Supplied entries:
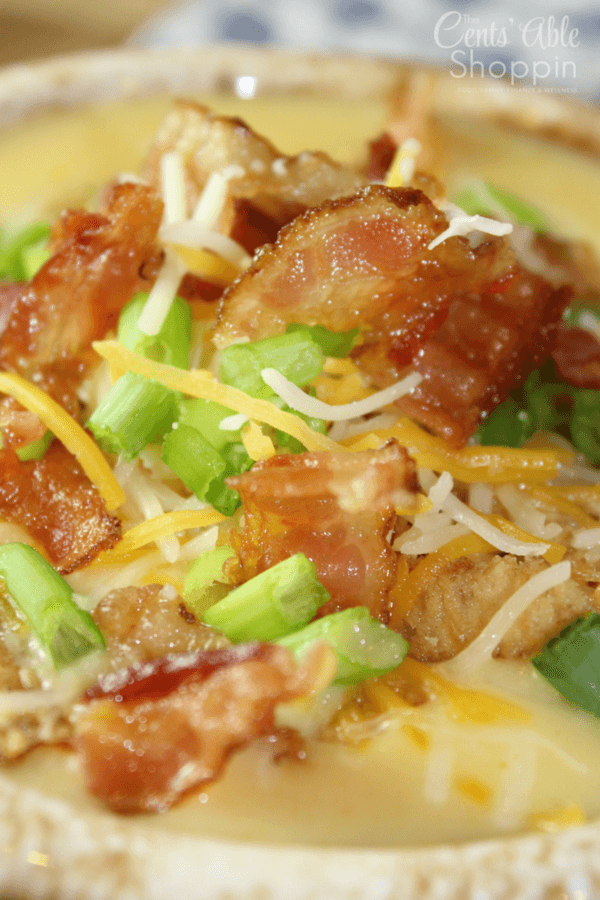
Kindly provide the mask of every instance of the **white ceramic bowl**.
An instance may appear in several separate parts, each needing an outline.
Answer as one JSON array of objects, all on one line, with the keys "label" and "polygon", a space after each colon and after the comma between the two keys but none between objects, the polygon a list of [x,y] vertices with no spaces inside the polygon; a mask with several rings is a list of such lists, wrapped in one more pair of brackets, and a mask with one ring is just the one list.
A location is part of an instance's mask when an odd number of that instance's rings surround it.
[{"label": "white ceramic bowl", "polygon": [[[53,106],[149,95],[232,91],[240,76],[260,92],[336,97],[402,90],[409,66],[345,56],[250,48],[115,51],[0,73],[0,129]],[[550,135],[600,153],[600,115],[553,94],[498,86],[459,92],[445,73],[436,105],[499,128]],[[15,176],[17,177],[17,175]],[[58,799],[0,775],[0,892],[60,900],[594,900],[600,897],[600,825],[461,846],[343,850],[260,846],[152,828]],[[50,777],[50,776],[49,776]]]}]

Written task: Starting at the beginning of the records and stopping after the line that contains "An instance may", write those lines again with "separate" changed to "distinct" and nothing else altered. Leave the pictures out of your answer.

The answer:
Kindly provide the mask of every instance of the **white ceramic bowl**.
An instance may appear in several distinct parts, each needing an outline.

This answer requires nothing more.